____ 提示文

そう思うと、きょうをなかなか終わらせられなかった。
それだけ生きることに執着があったということなのかもしれない。
徹夜して本を読み、徹夜して物語を書き、徹夜して酒を飲み、徹夜して人を愛した。
なにもかにも一生懸命だった。
そのあげく、過労やストレス性障害で倒れたりもした。
それこそ、そっちの方が本当に死んじまうよ、という生活だった。
けれども今思い出せば、本当にまっすぐだった時期だったな、と、うれしくなる。
始発電車に揺られ、恋した女の子のアパートに向かうときのドキドキ感は、すごく僕を高まらせたけれど、今では本当のそのときの感じは思い出せない。
物語を残しておけばよかったのかもしれない。
僕はその時代時代で書き記した物語を、その時代が過ぎたと感じた時点で捨ててきた。
僕が僕である限り、どの物語も僕から消えていかないと信じていた。
それはある年齢までは、そのとおりだった。
だが、今は、それが違っていたことがわかる。
それだけ実際の死に近づいたということなのかもしれない。

________

徹夜続きの日々と捨ててきた物語を振り返る提示文を、最後の文の次から書き継いでください。

____ 課題データ

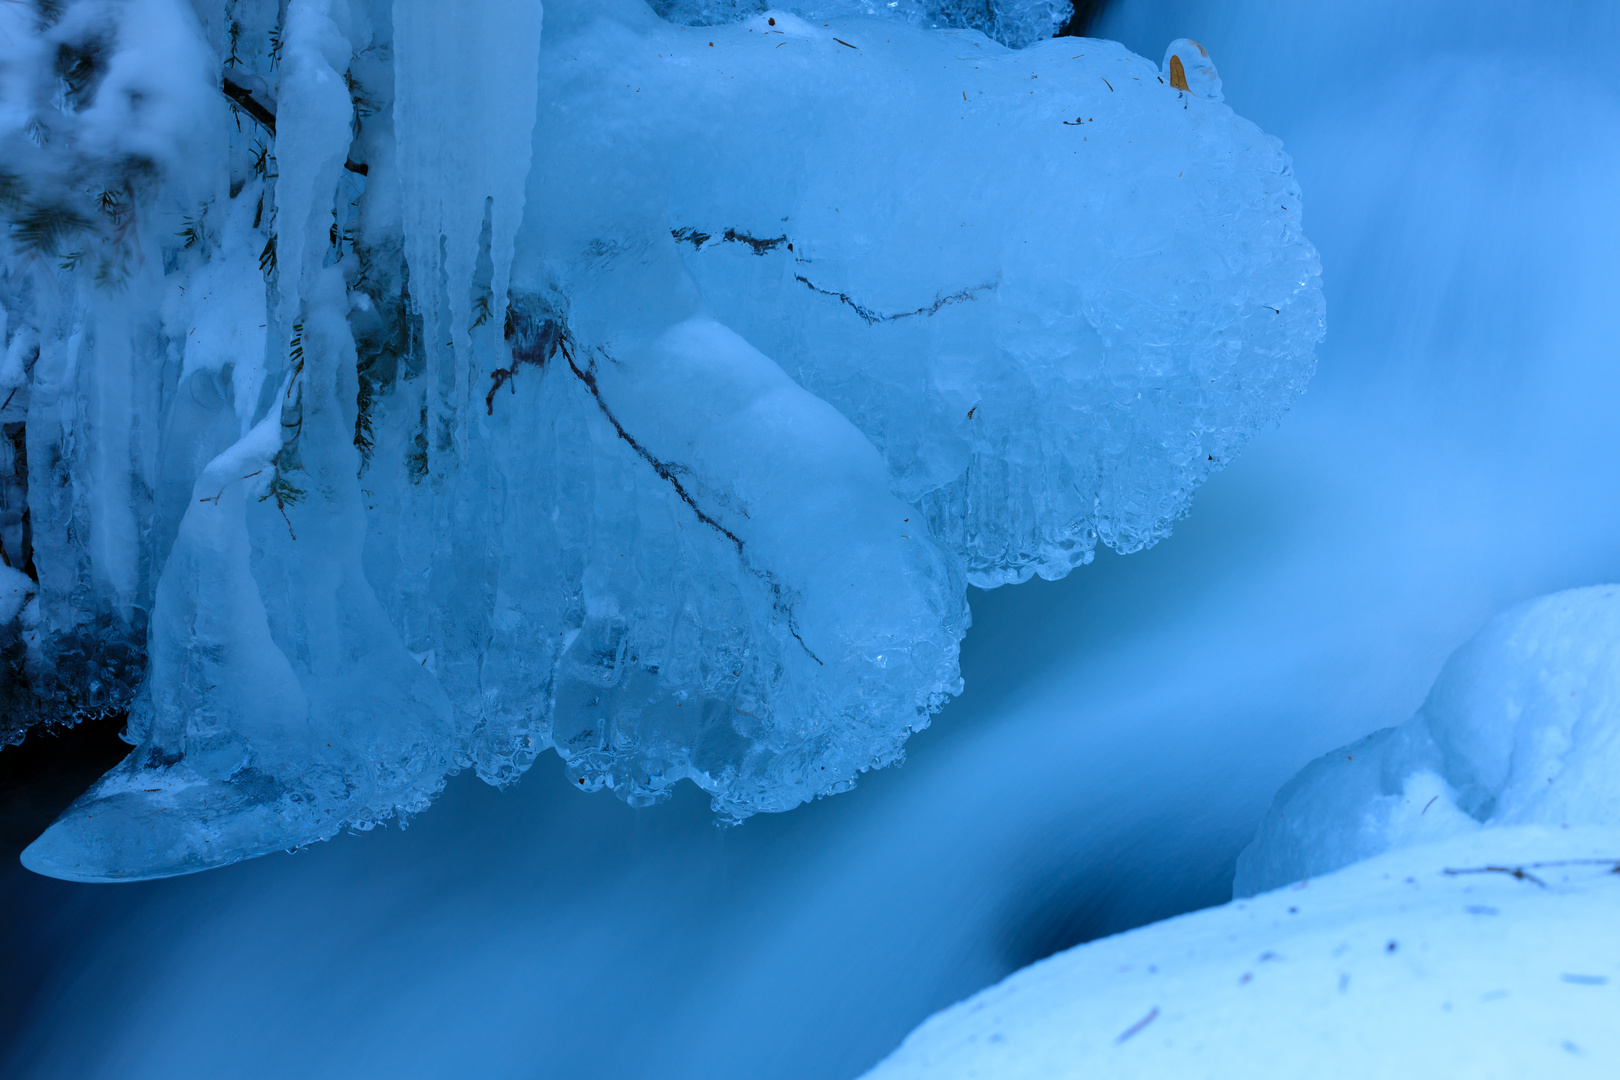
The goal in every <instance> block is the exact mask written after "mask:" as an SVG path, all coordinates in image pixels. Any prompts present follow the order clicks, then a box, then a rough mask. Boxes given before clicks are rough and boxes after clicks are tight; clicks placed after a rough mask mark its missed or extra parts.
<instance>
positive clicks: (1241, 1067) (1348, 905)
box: [867, 826, 1620, 1080]
mask: <svg viewBox="0 0 1620 1080" xmlns="http://www.w3.org/2000/svg"><path fill="white" fill-rule="evenodd" d="M1617 866H1620V831H1615V829H1612V827H1610V829H1599V827H1573V829H1549V827H1544V826H1508V827H1502V829H1492V831H1481V832H1471V834H1466V836H1458V837H1452V839H1450V840H1440V842H1432V844H1422V845H1416V847H1409V848H1401V850H1393V852H1387V853H1383V855H1380V857H1377V858H1372V860H1367V861H1364V863H1358V865H1354V866H1351V868H1346V870H1340V871H1336V873H1332V874H1328V876H1324V878H1312V879H1311V881H1306V882H1301V884H1298V886H1293V887H1286V889H1280V891H1275V892H1267V894H1264V895H1259V897H1254V899H1251V900H1234V902H1231V904H1228V905H1225V907H1218V908H1210V910H1204V912H1196V913H1192V915H1183V916H1179V918H1173V920H1168V921H1163V923H1155V925H1152V926H1144V928H1140V929H1134V931H1129V933H1126V934H1118V936H1115V938H1106V939H1102V941H1093V942H1090V944H1085V946H1079V947H1076V949H1071V950H1068V952H1063V954H1058V955H1056V957H1051V959H1050V960H1042V962H1040V963H1035V965H1032V967H1027V968H1024V970H1022V972H1019V973H1016V975H1013V976H1011V978H1008V980H1006V981H1003V983H1000V984H998V986H991V988H990V989H987V991H983V993H980V994H975V996H974V997H970V999H967V1001H964V1002H961V1004H957V1006H953V1007H951V1009H946V1010H944V1012H941V1014H938V1015H935V1017H932V1018H930V1020H927V1022H925V1023H923V1025H922V1027H919V1028H917V1030H915V1031H914V1033H912V1035H910V1036H907V1040H906V1043H904V1044H902V1046H901V1048H899V1049H897V1051H894V1054H893V1056H889V1057H888V1059H886V1061H885V1062H881V1064H880V1065H878V1067H876V1069H873V1070H872V1072H868V1074H867V1077H868V1080H904V1078H910V1077H928V1080H954V1078H957V1077H961V1078H964V1080H966V1078H967V1077H996V1078H998V1080H1021V1078H1024V1077H1042V1078H1047V1080H1050V1078H1056V1077H1102V1075H1106V1077H1155V1078H1158V1077H1238V1075H1243V1077H1392V1078H1408V1077H1411V1078H1414V1080H1416V1078H1417V1077H1452V1075H1456V1077H1464V1075H1466V1077H1503V1078H1505V1077H1588V1075H1599V1074H1601V1072H1602V1070H1604V1064H1602V1062H1612V1061H1615V1057H1617V1056H1620V1027H1617V1025H1615V1022H1614V1018H1615V1012H1617V1001H1615V994H1617V993H1620V954H1617V952H1615V950H1614V941H1615V934H1614V912H1615V905H1617V904H1620V873H1615V868H1617ZM1515 871H1518V874H1521V876H1516V874H1515Z"/></svg>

________

▶ _解答_:
あっけなく死ぬ前に、何かを残そうか、と、ときどき思う。
この文章を書いている僕は、そちらの気持ちの僕だ。
けれども、すぐに別の僕が顔を出す。
何物にもなっていない物語を、そのまま晒すことは、止めるべきだ、という僕だ。
今の時点で、そのふたりの僕に対する落としどころは、まず、書いてみるがいい、そして何物にもならないとはっきりしたら、墓場に捨ててやればいい。そんなところだ。
ただはっきりするよりも前に、僕が死んでしまうことも充分あり得る話で、さじ加減が難しいところだ。
まぁ、そこら辺りの保険として、今、ここにこうして晒しているってことなのかもしれない。
まぁ、いいさ。
少なくとも明日の朝日は、まだ見れそうだ。